▸ **Directions**: Everything from the line that contains "Where can you see the lake" through the final line of the records below should be quoted exactly, except the pictures.

(Records from a point labeling set)
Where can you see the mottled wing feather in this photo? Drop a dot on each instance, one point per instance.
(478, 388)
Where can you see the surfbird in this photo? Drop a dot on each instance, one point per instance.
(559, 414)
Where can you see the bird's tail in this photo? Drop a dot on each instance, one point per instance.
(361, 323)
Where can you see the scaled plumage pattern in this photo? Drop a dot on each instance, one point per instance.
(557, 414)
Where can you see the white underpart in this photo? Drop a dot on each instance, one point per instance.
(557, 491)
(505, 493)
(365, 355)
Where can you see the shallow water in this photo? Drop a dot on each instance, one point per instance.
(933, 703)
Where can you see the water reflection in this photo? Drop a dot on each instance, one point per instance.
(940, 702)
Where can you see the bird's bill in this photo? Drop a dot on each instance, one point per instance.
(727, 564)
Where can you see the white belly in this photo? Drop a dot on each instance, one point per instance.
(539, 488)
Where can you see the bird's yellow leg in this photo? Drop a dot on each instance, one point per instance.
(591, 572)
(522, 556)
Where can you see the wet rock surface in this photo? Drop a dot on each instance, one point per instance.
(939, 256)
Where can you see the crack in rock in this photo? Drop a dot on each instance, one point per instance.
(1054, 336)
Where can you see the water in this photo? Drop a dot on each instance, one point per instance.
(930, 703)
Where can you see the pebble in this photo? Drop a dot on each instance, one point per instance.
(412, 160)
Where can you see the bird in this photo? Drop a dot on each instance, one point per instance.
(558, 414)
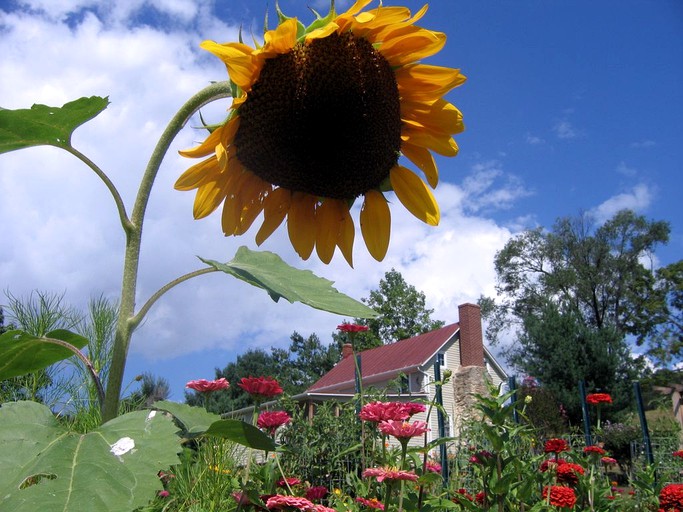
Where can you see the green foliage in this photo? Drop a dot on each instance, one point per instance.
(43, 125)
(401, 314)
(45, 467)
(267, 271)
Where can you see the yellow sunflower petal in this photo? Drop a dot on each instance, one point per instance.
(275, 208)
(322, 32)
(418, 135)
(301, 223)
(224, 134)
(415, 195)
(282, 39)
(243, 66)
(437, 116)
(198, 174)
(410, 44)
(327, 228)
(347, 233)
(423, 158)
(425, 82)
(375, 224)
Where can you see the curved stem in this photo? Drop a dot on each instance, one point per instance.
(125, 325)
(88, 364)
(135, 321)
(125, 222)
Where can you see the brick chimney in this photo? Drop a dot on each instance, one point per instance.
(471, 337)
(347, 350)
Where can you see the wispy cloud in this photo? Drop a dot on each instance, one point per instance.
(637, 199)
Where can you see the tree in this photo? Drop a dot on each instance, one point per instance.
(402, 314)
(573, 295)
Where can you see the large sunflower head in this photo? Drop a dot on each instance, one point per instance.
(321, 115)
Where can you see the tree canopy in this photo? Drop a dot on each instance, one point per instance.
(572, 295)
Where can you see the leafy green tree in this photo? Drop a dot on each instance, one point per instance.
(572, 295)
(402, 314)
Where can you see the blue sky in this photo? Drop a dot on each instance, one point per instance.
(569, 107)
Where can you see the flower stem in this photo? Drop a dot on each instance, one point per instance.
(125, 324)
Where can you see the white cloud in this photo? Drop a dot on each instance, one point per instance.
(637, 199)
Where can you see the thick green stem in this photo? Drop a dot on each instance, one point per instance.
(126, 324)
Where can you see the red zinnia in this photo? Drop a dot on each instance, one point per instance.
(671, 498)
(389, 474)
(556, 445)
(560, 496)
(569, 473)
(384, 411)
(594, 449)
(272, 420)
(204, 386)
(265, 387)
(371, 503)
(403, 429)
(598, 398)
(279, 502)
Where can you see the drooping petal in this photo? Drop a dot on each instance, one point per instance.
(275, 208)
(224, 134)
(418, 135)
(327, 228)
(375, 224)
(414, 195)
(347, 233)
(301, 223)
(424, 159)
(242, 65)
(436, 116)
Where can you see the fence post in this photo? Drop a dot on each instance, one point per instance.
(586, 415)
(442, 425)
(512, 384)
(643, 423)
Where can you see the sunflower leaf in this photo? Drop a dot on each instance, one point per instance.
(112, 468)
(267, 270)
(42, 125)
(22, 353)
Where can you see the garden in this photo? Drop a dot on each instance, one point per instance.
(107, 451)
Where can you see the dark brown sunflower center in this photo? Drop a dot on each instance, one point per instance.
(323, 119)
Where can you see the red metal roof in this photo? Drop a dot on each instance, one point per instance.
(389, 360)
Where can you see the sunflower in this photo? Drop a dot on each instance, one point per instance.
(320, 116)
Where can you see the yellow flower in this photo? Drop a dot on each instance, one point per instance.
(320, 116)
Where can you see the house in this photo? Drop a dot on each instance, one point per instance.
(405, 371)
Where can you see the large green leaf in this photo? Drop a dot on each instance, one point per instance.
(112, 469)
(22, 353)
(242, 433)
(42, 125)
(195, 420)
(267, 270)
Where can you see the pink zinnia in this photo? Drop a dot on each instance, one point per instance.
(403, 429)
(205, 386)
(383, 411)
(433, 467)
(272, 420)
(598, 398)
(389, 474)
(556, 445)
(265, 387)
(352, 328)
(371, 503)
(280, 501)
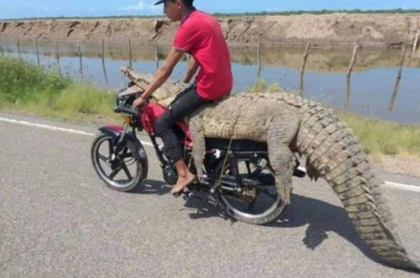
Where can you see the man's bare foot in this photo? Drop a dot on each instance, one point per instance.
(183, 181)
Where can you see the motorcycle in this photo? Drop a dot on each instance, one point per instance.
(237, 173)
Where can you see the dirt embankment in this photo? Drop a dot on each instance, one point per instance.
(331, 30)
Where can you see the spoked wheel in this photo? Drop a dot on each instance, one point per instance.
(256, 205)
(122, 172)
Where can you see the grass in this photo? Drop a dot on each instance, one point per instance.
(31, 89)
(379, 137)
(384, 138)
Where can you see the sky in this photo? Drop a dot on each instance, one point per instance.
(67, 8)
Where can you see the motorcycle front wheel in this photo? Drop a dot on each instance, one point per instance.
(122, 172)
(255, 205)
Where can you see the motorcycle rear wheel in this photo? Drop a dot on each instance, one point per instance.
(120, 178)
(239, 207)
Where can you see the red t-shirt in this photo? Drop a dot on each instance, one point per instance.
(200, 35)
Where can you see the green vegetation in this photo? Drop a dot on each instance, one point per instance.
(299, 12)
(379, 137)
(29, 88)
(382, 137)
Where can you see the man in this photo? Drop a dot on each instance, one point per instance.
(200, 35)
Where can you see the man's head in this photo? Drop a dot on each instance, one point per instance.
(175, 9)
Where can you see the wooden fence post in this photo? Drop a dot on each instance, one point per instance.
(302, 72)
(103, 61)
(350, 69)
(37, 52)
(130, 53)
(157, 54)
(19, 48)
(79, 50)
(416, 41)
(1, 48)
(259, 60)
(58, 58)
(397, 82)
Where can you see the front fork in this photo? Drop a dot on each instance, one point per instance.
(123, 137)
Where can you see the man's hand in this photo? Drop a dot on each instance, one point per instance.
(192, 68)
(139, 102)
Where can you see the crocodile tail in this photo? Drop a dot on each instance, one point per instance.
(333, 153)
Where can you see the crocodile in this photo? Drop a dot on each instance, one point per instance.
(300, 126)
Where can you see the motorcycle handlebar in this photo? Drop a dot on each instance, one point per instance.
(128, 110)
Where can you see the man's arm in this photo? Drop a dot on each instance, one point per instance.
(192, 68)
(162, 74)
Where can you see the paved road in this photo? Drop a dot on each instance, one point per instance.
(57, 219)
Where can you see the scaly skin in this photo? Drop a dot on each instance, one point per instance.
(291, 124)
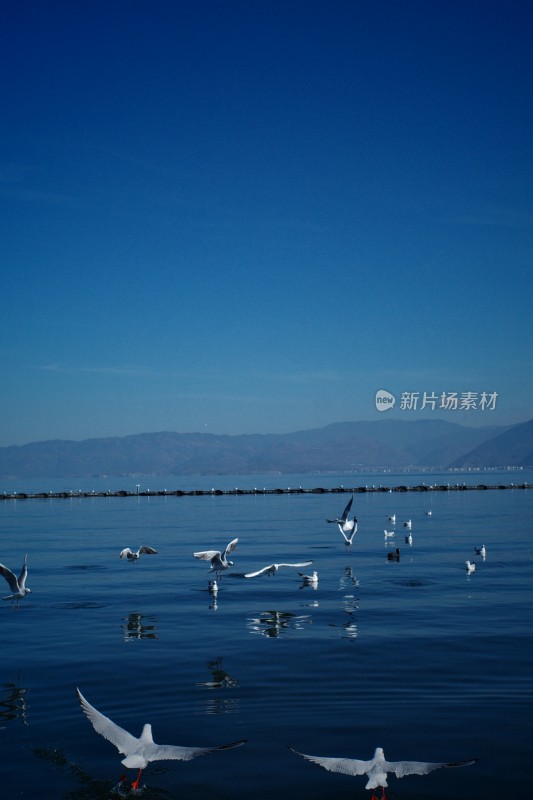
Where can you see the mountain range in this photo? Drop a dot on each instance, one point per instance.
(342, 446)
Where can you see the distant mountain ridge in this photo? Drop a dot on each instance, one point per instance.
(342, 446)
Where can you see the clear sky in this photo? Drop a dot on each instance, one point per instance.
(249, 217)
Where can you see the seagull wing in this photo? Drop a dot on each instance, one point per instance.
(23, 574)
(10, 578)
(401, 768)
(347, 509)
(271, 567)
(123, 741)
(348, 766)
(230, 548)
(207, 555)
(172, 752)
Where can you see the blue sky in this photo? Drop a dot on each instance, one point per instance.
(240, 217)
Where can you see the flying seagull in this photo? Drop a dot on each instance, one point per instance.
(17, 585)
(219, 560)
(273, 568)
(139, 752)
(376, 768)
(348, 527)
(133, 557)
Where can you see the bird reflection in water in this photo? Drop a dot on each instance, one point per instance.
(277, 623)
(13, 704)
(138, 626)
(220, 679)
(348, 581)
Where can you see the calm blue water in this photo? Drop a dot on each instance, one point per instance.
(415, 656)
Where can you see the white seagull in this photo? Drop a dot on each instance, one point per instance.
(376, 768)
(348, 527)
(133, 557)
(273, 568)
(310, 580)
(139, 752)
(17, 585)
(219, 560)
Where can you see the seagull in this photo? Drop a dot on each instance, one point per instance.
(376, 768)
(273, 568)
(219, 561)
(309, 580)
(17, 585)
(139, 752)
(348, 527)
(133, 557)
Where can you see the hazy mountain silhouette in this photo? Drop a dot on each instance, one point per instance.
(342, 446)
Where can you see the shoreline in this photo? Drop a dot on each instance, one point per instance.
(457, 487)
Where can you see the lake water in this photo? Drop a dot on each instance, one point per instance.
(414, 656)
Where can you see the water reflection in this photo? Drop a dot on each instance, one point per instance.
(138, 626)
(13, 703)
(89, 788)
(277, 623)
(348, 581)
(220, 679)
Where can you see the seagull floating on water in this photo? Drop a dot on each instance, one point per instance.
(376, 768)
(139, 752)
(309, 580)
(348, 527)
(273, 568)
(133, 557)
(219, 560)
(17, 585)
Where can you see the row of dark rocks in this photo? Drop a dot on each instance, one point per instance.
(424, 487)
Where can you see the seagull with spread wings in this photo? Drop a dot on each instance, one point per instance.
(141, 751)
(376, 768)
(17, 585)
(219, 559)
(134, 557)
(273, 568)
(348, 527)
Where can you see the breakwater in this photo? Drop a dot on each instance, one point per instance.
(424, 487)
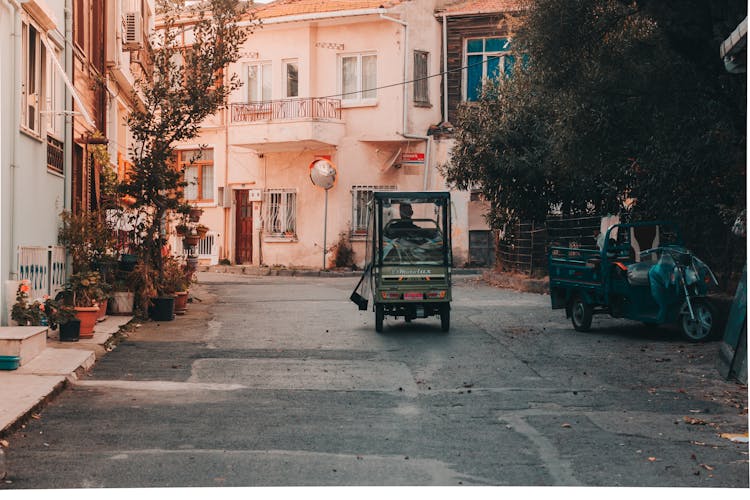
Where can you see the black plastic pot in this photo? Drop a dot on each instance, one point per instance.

▸ **Answer in full**:
Where can you see the lake water in this photo? Drop a dot on each instance, one point per instance.
(414, 656)
Where can you see the water reflection in this photo? Drop a dot on each instance, one point per instance.
(138, 626)
(13, 703)
(89, 788)
(277, 623)
(348, 581)
(220, 679)
Where can you see the seagull floating on water in this photo? Drop a dot on each instance, one point per instance.
(376, 768)
(139, 752)
(309, 580)
(348, 527)
(273, 568)
(133, 557)
(219, 560)
(17, 585)
Where can you see the row of dark rocks in this photo? Drop a dot on each instance, one point per instance.
(424, 487)
Where can you see the seagull with spread wings in this photo? Drop a dot on each instance, one point per instance.
(141, 751)
(376, 768)
(17, 585)
(219, 559)
(134, 557)
(273, 568)
(348, 527)
Where can you see the breakwater in this photo? Drop a dot on each instance, one point per instance.
(424, 487)
Where can you see the black plastic pot in this photo? Drop a dot on each instance, one point per instance.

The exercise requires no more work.